* **REQUIRED WORK**
Stop after the line that contains "88L171 101L161 156L149". Until then, retype each line of the entries exactly from the first one, skipping pictures.

[TASK MATERIAL]

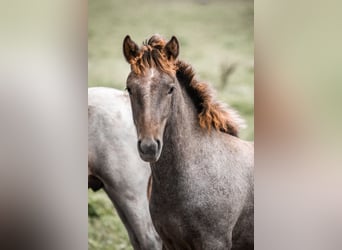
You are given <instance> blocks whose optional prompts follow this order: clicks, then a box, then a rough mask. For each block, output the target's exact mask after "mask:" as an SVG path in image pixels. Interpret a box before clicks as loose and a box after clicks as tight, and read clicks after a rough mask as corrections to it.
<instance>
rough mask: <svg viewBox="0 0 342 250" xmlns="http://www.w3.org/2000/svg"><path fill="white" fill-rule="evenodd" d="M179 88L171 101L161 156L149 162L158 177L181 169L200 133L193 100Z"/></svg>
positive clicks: (154, 174) (198, 125)
mask: <svg viewBox="0 0 342 250" xmlns="http://www.w3.org/2000/svg"><path fill="white" fill-rule="evenodd" d="M180 89H181V92H178V93H177V94H176V95H174V99H173V102H172V111H171V115H170V117H169V119H168V122H167V124H166V127H165V131H164V137H163V149H162V153H161V156H160V158H159V160H158V161H157V162H156V163H152V164H151V166H152V172H155V173H153V175H154V176H155V177H156V178H158V179H160V178H162V177H165V176H166V174H167V172H169V171H174V172H178V173H179V171H182V168H184V161H186V159H187V156H188V155H189V154H190V153H191V148H192V147H195V146H194V145H195V144H197V143H195V140H196V138H198V134H199V133H200V127H199V123H198V118H197V110H196V108H195V106H194V104H193V101H192V100H191V98H190V97H189V96H188V94H187V92H186V90H185V89H184V88H182V87H181V88H180ZM171 168H172V169H171ZM183 170H184V169H183ZM158 174H159V176H158Z"/></svg>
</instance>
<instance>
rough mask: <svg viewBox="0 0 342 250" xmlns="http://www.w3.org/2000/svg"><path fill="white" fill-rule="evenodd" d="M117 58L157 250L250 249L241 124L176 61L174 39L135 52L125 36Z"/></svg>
mask: <svg viewBox="0 0 342 250" xmlns="http://www.w3.org/2000/svg"><path fill="white" fill-rule="evenodd" d="M123 54H124V57H125V59H126V61H127V62H128V63H129V64H130V73H129V75H128V77H127V81H126V89H127V91H128V93H129V96H130V101H131V107H132V114H133V121H134V124H135V127H136V131H137V136H138V137H137V146H136V147H137V148H138V151H139V155H140V157H141V159H142V160H144V161H146V162H149V163H150V167H151V171H152V191H151V198H150V202H149V208H150V213H151V217H152V221H153V224H154V226H155V228H156V230H157V232H158V234H159V235H160V237H161V239H162V241H163V249H169V250H171V249H182V250H183V249H196V250H202V249H203V250H214V249H217V250H218V249H225V250H226V249H229V250H230V249H233V250H242V249H243V250H248V249H254V240H253V238H254V235H253V234H254V185H253V182H254V174H253V171H254V143H253V142H248V141H244V140H242V139H240V138H239V137H238V132H239V129H240V128H241V125H242V123H241V120H242V119H240V118H239V116H238V115H237V113H236V112H235V111H234V110H233V109H232V108H229V107H228V106H227V105H224V104H223V103H221V102H219V101H217V100H216V99H215V97H214V95H213V90H212V89H211V88H210V87H209V85H208V84H207V83H204V82H201V81H199V80H197V79H196V78H195V73H194V70H193V68H192V66H191V65H190V64H188V63H186V62H184V61H182V60H180V59H178V55H179V42H178V40H177V38H176V37H174V36H173V37H172V38H171V39H170V40H169V41H166V40H165V39H164V38H162V37H161V36H160V35H153V36H152V37H151V38H150V39H149V40H146V41H145V42H143V45H142V46H140V47H139V46H138V45H137V44H136V43H135V42H134V41H133V40H132V39H131V38H130V36H129V35H127V36H126V37H125V39H124V41H123Z"/></svg>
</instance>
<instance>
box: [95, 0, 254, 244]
mask: <svg viewBox="0 0 342 250" xmlns="http://www.w3.org/2000/svg"><path fill="white" fill-rule="evenodd" d="M253 5H254V3H253V1H249V0H235V1H233V0H227V1H210V0H207V1H205V0H202V1H200V0H197V1H185V0H183V1H166V0H159V1H157V0H154V1H151V0H149V1H138V0H98V1H95V0H90V1H89V10H88V12H89V19H88V20H89V21H88V22H89V23H88V25H89V28H88V72H89V73H88V79H89V82H88V86H110V87H115V88H119V89H124V87H125V81H126V77H127V75H128V73H129V65H128V64H127V63H126V61H125V59H124V57H123V55H122V41H123V38H124V37H125V36H126V35H127V34H129V35H130V36H131V37H132V39H133V40H134V41H136V42H137V43H139V44H141V43H142V41H144V40H145V39H147V38H149V37H150V36H151V35H152V34H155V33H158V34H161V35H163V36H164V37H165V38H167V39H169V38H170V37H171V36H172V35H175V36H176V37H177V38H178V40H179V42H180V56H179V57H180V58H181V59H182V60H184V61H186V62H188V63H190V64H192V66H193V67H194V69H195V70H196V72H197V78H199V79H201V80H203V81H206V82H208V83H209V84H210V85H211V86H213V87H214V88H215V89H216V91H217V96H218V99H220V100H222V101H224V102H226V103H228V104H230V105H231V106H232V107H234V108H235V109H237V110H238V111H239V113H240V114H241V116H242V117H243V118H244V119H245V120H246V122H247V125H248V127H247V128H246V129H244V130H243V131H241V133H240V135H241V137H242V138H244V139H247V140H253V139H254V105H253V103H254V40H253V37H254V36H253V18H254V11H253ZM229 72H230V73H229ZM225 73H227V74H226V75H225ZM88 194H89V195H88V196H89V220H88V224H89V233H88V235H89V239H88V245H89V249H90V250H95V249H96V250H107V249H108V250H109V249H111V250H112V249H132V248H131V247H130V244H129V241H128V236H127V233H126V231H125V229H124V227H123V226H122V225H121V222H120V220H119V218H118V217H117V215H116V214H115V212H114V210H113V208H112V204H111V203H110V201H109V199H108V198H107V197H106V195H105V194H104V193H103V192H102V191H101V192H97V193H93V192H92V191H89V193H88Z"/></svg>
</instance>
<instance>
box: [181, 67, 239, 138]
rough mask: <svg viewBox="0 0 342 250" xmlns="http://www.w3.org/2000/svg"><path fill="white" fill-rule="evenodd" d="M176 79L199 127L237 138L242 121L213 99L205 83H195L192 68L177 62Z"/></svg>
mask: <svg viewBox="0 0 342 250" xmlns="http://www.w3.org/2000/svg"><path fill="white" fill-rule="evenodd" d="M177 79H178V81H179V83H180V84H182V85H183V86H185V89H186V91H187V93H188V94H189V96H190V97H191V98H192V100H193V102H194V104H195V107H196V109H197V111H198V118H199V125H200V126H201V127H202V128H206V129H208V130H209V131H210V130H211V127H213V128H214V129H216V130H219V131H222V132H225V133H228V134H231V135H233V136H238V132H239V125H240V123H242V120H241V119H240V118H239V117H238V115H237V114H236V112H235V111H234V110H232V109H230V108H228V107H227V106H225V105H224V104H223V103H221V102H219V101H217V100H215V99H214V95H213V91H212V89H211V88H210V87H209V85H208V84H207V83H204V82H200V81H197V80H196V79H195V72H194V70H193V69H192V67H191V66H190V65H189V64H187V63H185V62H183V61H177Z"/></svg>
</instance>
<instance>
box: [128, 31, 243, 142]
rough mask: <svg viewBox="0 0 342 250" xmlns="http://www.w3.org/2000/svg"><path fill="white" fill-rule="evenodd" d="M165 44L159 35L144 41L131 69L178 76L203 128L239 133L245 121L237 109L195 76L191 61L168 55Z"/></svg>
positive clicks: (232, 133)
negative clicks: (195, 109)
mask: <svg viewBox="0 0 342 250" xmlns="http://www.w3.org/2000/svg"><path fill="white" fill-rule="evenodd" d="M165 45H166V41H165V40H164V39H163V38H162V37H160V36H159V35H154V36H152V37H151V38H150V39H149V40H148V41H145V42H144V43H143V46H142V47H141V48H140V50H139V53H138V56H137V57H136V58H134V59H132V60H131V61H129V63H130V64H131V69H132V71H133V72H134V73H136V74H138V75H140V74H144V72H145V70H146V69H148V68H151V67H154V68H157V69H159V70H161V71H163V72H165V73H167V74H170V75H176V76H177V79H178V81H179V83H180V84H182V85H183V86H184V87H185V89H186V91H187V93H188V94H189V96H190V97H191V99H192V100H193V102H194V104H195V107H196V109H197V111H198V118H199V125H200V126H201V127H202V128H205V129H207V130H208V131H210V130H211V128H212V127H213V128H214V129H216V130H218V131H222V132H225V133H228V134H231V135H233V136H238V130H239V125H241V124H243V121H242V120H241V119H240V118H239V116H238V115H237V114H236V112H235V111H234V110H232V109H230V108H228V107H226V106H225V105H224V104H223V103H221V102H219V101H217V100H215V98H214V96H213V91H212V89H211V88H210V87H209V85H208V84H207V83H204V82H200V81H198V80H196V79H195V72H194V70H193V69H192V67H191V66H190V65H189V64H187V63H185V62H183V61H180V60H173V59H172V58H168V57H167V54H166V53H165V50H164V48H165Z"/></svg>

[/TASK MATERIAL]

* **REPLY TO THE EXERCISE**
You are given <instance> blocks whose optional prompts follow this order: clicks, then a box, then a rough mask. For each block, output the target's exact mask after "mask:" as an SVG path in image pixels. Interpret a box before clicks as loose and a box after clicks as tight, and read clicks after a rough mask as corrections to it.
<instance>
rough mask: <svg viewBox="0 0 342 250" xmlns="http://www.w3.org/2000/svg"><path fill="white" fill-rule="evenodd" d="M179 88L171 101L161 156L149 162L158 177L181 169L200 133L193 100Z"/></svg>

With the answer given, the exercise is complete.